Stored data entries
::::::::::
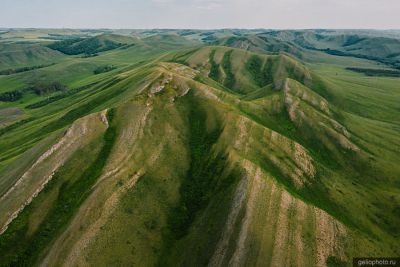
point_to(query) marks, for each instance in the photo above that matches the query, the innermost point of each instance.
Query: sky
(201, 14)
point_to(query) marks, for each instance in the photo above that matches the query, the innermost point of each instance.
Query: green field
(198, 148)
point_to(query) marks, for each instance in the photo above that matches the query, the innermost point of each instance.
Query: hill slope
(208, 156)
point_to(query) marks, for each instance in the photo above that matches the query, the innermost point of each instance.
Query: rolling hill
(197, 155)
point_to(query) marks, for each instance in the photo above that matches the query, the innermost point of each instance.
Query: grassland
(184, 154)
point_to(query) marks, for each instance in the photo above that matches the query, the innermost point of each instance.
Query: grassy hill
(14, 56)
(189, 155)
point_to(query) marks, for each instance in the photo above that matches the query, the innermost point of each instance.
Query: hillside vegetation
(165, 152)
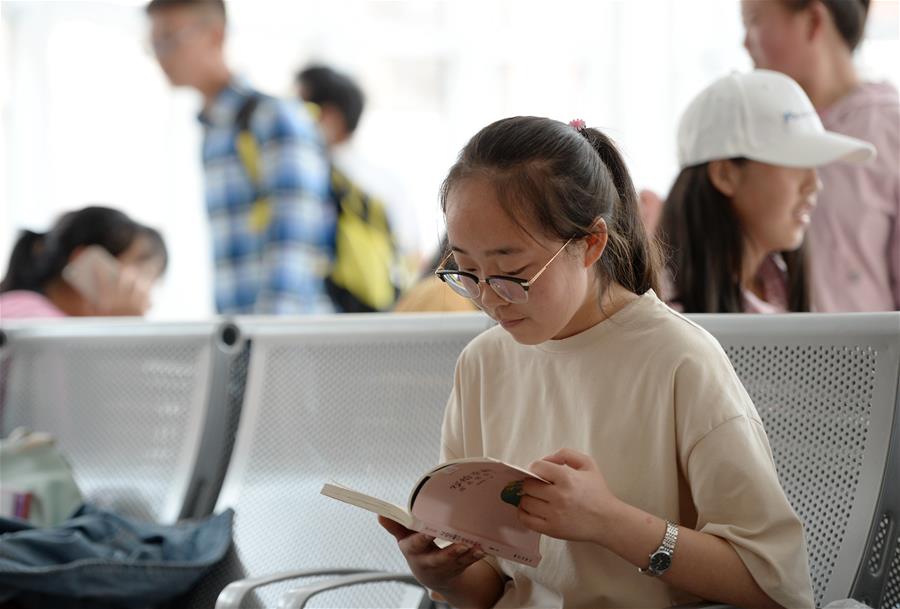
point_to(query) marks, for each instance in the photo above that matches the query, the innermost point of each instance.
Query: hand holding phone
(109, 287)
::::::::::
EXERCISE INSTRUCTIONS ::
Copy every record exactly, leaving the pictures out.

WRITTEN SOLUTION ::
point_to(query) marks, for each instance in the photo above that matches the query, the innermost point of each instance.
Query: sky
(201, 14)
point_to(query) marks, for each instance in the photo above that matches the query, the innermost point of each instance.
Query: green field
(198, 148)
point_to(query) marks, for each instance in the photo above that matches the query, the innermost point of each instance.
Query: hill slope
(208, 156)
point_to(query) marks, for each instance in the photo above that matches the query, the innermost point of each instance.
Query: rolling hill
(197, 155)
point_to(query) marks, for each instance in the photo above that matches the query, the innermost point of each instance.
Query: grassland
(184, 154)
point_to(query) marks, for each instance in the photo above that matches the query, the innermost point of each instance.
Query: grassy hill
(14, 56)
(189, 155)
point_to(query) marks, for each instance in the photo above that matches the query, the innermost point of each instance.
Query: hillside vegetation
(165, 152)
point_to(query) marks, for each instance in the photo above that matches the query, the innermost point of each instance.
Query: hand holding phone
(109, 287)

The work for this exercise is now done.